Set exercise: Quote the records verbatim, from the line containing "Target: sepal" through the end of the records.
╭─ Input data
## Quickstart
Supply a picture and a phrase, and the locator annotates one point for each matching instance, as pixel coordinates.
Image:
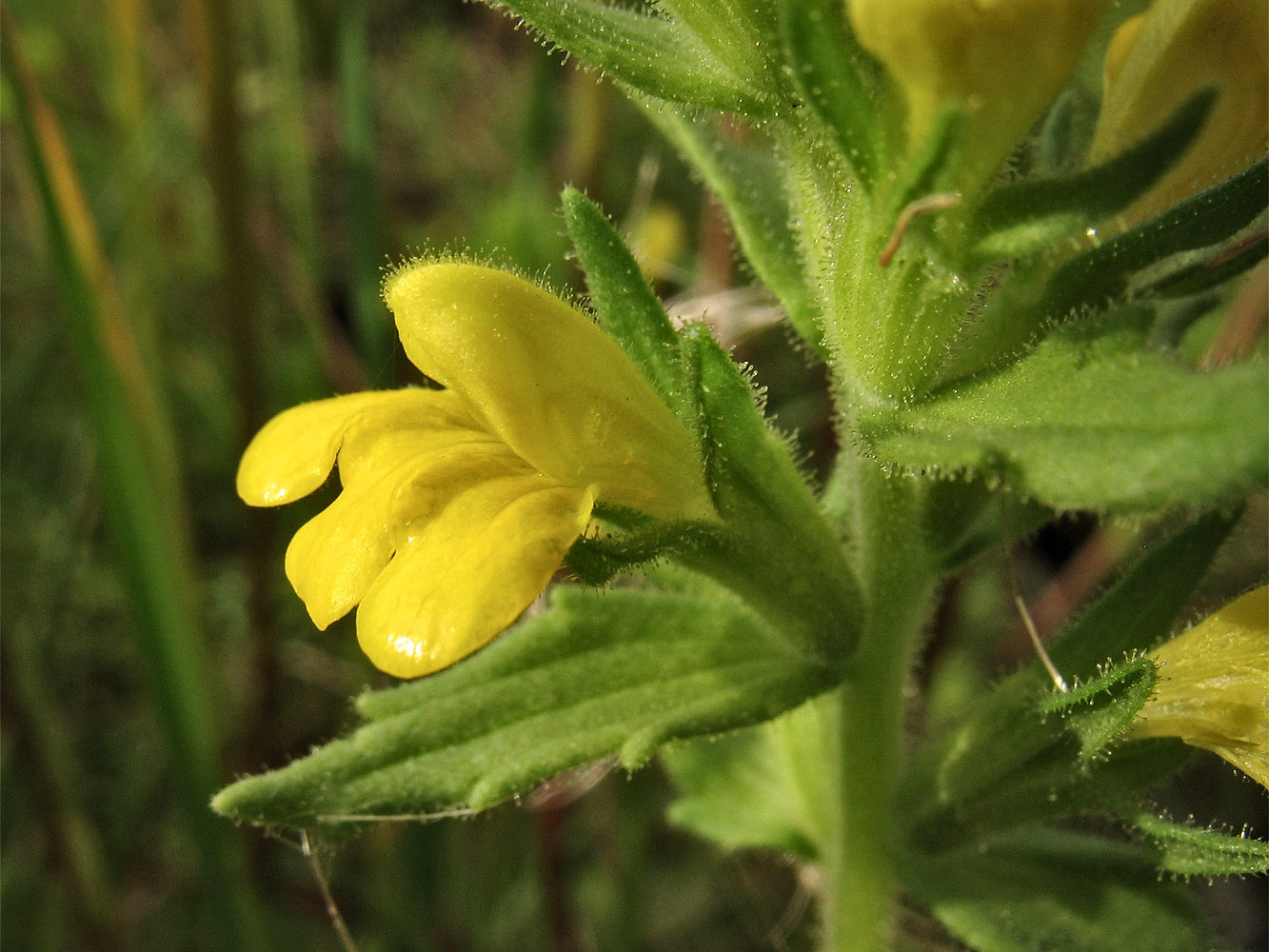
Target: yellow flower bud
(460, 505)
(1005, 60)
(1164, 56)
(1214, 687)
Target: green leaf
(597, 674)
(778, 551)
(963, 518)
(651, 53)
(1009, 764)
(1191, 851)
(740, 34)
(1211, 272)
(1092, 421)
(1103, 273)
(1098, 711)
(936, 163)
(838, 80)
(740, 791)
(1036, 213)
(751, 182)
(1048, 890)
(625, 303)
(1036, 761)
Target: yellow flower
(460, 505)
(1214, 687)
(1005, 60)
(1164, 56)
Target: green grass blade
(141, 493)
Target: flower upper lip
(460, 505)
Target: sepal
(778, 551)
(625, 304)
(1037, 213)
(753, 183)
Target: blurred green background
(198, 201)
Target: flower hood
(460, 505)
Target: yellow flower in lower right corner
(1214, 687)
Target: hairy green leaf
(1037, 761)
(1028, 753)
(625, 303)
(1092, 422)
(598, 674)
(742, 790)
(750, 181)
(838, 80)
(740, 34)
(1036, 213)
(651, 53)
(1054, 890)
(1191, 851)
(1104, 272)
(778, 550)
╰─
Correct output:
Target: sepal
(778, 551)
(625, 304)
(1037, 213)
(753, 183)
Target: blurred green background
(198, 201)
Target: flower hood
(460, 505)
Target: yellow flower in lower right corner
(1214, 687)
Target: hairy green leaf
(1037, 761)
(1028, 753)
(625, 303)
(1092, 422)
(598, 674)
(742, 790)
(750, 181)
(838, 80)
(740, 34)
(1036, 213)
(651, 53)
(1054, 890)
(1191, 851)
(1104, 272)
(778, 550)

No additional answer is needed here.